What to do —
Copy the data from its first line through the line containing "POLYGON ((365 220, 362", swapping "outer boundary" for "exterior ring" and leaving everything else unchanged.

Given records —

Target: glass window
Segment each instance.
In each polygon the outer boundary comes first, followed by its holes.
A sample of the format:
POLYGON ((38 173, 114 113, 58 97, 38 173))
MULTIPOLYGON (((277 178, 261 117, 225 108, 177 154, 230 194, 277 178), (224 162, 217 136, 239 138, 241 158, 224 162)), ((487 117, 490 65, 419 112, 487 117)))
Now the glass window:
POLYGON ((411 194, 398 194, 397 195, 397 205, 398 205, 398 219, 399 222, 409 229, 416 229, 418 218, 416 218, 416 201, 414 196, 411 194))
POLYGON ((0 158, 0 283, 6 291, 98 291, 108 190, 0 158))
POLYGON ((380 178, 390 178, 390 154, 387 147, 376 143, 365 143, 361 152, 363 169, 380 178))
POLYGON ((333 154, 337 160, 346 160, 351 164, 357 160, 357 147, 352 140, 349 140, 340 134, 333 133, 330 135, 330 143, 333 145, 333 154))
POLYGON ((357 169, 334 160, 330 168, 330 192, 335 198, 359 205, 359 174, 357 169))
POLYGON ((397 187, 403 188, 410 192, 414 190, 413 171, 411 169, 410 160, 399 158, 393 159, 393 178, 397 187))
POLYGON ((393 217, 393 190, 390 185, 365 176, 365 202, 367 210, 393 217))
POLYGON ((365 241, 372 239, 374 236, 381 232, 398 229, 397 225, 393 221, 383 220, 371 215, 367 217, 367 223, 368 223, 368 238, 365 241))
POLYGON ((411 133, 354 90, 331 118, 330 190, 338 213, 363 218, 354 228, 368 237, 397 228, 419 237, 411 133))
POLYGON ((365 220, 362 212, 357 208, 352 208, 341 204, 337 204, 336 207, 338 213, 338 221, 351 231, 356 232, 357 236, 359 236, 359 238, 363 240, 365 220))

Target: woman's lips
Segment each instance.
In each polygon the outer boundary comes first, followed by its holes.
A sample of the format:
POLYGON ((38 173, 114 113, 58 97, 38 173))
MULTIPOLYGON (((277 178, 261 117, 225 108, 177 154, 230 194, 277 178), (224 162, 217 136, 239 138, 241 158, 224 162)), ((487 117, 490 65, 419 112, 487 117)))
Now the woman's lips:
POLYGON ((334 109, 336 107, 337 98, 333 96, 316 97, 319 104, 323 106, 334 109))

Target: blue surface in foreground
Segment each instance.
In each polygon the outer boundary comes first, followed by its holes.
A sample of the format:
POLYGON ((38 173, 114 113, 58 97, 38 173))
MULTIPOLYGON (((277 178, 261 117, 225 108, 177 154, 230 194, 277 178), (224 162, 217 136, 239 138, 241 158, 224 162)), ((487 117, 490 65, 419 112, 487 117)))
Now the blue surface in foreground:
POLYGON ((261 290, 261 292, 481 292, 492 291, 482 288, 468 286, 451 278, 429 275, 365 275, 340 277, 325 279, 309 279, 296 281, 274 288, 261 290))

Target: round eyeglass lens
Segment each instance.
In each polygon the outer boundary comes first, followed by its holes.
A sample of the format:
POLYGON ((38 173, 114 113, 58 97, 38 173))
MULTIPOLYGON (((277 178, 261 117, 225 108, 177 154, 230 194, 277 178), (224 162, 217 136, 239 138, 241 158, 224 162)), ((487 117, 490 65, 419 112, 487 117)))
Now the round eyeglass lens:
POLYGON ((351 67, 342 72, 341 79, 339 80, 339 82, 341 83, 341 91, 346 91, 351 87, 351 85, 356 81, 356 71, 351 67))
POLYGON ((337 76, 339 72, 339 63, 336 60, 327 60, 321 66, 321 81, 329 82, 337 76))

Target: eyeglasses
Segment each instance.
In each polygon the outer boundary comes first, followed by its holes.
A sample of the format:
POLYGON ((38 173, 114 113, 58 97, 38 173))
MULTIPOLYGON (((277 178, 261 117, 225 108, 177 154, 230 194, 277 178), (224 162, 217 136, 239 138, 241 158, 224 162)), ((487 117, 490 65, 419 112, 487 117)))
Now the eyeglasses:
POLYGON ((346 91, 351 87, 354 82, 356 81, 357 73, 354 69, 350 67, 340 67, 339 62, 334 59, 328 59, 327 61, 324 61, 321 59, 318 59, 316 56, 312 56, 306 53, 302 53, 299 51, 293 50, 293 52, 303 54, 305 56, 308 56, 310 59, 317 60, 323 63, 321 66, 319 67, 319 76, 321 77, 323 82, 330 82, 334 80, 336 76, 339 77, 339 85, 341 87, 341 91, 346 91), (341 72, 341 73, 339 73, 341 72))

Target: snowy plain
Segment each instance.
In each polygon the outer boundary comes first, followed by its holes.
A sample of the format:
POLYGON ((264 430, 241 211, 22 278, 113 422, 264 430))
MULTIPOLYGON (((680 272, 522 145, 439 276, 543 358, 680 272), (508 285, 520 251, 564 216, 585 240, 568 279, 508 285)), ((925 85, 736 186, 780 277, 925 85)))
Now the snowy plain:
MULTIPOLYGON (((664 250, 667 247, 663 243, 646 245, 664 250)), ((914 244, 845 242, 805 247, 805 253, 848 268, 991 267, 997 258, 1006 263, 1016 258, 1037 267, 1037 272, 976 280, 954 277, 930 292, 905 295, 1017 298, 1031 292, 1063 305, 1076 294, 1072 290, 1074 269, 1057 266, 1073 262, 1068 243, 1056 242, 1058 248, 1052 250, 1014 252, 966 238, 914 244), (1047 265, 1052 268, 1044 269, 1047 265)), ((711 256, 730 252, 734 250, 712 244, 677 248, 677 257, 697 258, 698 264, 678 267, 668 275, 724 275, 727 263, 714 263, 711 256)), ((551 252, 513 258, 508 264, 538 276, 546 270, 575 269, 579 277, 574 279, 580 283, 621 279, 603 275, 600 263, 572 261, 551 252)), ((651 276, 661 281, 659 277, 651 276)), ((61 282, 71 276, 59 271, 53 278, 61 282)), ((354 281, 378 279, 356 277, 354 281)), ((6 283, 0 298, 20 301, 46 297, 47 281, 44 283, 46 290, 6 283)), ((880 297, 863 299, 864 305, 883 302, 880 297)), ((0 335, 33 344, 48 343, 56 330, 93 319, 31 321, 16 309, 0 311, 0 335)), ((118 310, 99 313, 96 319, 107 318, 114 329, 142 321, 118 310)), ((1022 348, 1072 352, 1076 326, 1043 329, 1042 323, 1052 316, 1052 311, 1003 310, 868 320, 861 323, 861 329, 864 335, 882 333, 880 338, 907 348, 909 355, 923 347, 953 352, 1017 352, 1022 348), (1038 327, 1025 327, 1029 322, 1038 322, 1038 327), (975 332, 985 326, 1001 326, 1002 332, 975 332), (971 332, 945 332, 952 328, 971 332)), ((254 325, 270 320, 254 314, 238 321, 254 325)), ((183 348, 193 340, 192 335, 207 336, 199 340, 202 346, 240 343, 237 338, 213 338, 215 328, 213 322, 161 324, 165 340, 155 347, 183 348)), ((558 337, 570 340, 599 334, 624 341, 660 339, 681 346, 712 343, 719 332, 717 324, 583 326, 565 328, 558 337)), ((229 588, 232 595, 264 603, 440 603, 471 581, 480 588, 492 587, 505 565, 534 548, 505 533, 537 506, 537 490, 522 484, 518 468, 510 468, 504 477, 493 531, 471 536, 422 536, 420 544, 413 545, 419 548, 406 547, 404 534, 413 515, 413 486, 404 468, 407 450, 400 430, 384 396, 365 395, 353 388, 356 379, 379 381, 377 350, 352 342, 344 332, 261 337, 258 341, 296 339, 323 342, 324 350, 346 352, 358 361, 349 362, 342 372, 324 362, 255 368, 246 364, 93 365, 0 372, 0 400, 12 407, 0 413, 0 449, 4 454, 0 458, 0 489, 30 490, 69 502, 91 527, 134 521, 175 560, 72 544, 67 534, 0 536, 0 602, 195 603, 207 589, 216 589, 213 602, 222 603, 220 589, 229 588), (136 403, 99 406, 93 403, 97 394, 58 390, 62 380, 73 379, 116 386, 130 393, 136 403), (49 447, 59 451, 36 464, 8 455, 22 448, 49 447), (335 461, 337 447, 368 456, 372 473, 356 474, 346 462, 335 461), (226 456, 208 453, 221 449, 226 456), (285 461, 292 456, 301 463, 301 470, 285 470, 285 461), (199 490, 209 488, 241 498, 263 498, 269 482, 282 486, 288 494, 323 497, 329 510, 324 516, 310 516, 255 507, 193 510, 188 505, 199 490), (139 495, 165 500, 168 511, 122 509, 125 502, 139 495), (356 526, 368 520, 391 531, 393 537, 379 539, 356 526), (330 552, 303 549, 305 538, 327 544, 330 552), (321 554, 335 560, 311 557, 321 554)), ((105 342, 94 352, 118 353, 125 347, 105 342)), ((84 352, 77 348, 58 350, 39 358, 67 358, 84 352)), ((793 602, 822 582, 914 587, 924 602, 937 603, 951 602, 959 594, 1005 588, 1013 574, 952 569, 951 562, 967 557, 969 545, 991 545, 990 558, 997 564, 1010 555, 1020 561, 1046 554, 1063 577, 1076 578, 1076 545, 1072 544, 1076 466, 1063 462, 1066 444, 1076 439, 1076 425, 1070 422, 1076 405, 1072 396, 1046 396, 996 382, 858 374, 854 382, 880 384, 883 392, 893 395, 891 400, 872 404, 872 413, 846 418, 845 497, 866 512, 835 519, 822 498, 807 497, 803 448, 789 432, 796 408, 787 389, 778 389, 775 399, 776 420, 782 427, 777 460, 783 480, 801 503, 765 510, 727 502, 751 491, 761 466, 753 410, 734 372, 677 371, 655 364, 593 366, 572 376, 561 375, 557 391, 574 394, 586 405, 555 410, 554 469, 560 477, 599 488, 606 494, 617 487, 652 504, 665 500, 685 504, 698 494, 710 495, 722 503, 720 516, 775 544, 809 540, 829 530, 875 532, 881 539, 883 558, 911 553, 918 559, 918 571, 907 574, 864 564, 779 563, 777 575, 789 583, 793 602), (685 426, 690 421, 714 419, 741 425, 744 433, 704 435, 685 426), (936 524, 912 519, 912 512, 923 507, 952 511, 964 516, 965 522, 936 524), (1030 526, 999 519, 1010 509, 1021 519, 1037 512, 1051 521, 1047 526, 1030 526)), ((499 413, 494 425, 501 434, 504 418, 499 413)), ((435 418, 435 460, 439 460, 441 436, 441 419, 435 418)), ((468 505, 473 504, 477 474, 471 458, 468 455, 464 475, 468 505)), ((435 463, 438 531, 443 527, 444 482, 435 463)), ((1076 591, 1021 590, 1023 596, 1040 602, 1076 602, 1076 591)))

Full answer —
Target: glass window
Segment each instance.
In each polygon the exterior ring comes first, followed by its holes.
A sample of the format:
POLYGON ((38 173, 114 113, 58 97, 38 173))
MULTIPOLYGON (((277 178, 261 117, 225 108, 177 154, 230 194, 277 178), (224 162, 217 136, 239 138, 241 158, 224 162)), ((487 117, 490 65, 419 112, 487 117)))
Now the glass window:
POLYGON ((411 194, 398 194, 397 195, 397 205, 398 205, 398 219, 399 222, 409 229, 416 229, 418 218, 416 218, 416 201, 414 196, 411 194))
POLYGON ((0 158, 0 283, 6 291, 98 291, 108 190, 0 158))
POLYGON ((380 178, 390 178, 390 154, 387 147, 376 143, 365 143, 361 152, 363 169, 380 178))
POLYGON ((333 154, 337 160, 346 160, 351 164, 357 160, 357 147, 352 140, 349 140, 340 134, 333 133, 330 135, 330 143, 333 145, 333 154))
POLYGON ((357 169, 334 160, 330 168, 330 192, 335 198, 359 205, 359 174, 357 169))
POLYGON ((397 187, 403 188, 410 192, 414 190, 413 171, 411 169, 410 160, 399 158, 393 159, 393 178, 397 187))
POLYGON ((393 217, 393 190, 390 185, 365 176, 365 202, 367 210, 393 217))
POLYGON ((365 241, 372 239, 374 236, 381 232, 398 229, 397 225, 393 221, 383 220, 371 215, 367 217, 367 223, 368 223, 368 238, 365 241))
POLYGON ((411 133, 354 90, 331 118, 330 190, 338 213, 363 218, 354 228, 368 237, 397 228, 419 237, 411 133))
POLYGON ((365 220, 362 212, 357 208, 352 208, 341 204, 337 204, 336 207, 338 213, 338 221, 351 231, 356 232, 357 236, 359 236, 359 238, 363 240, 365 220))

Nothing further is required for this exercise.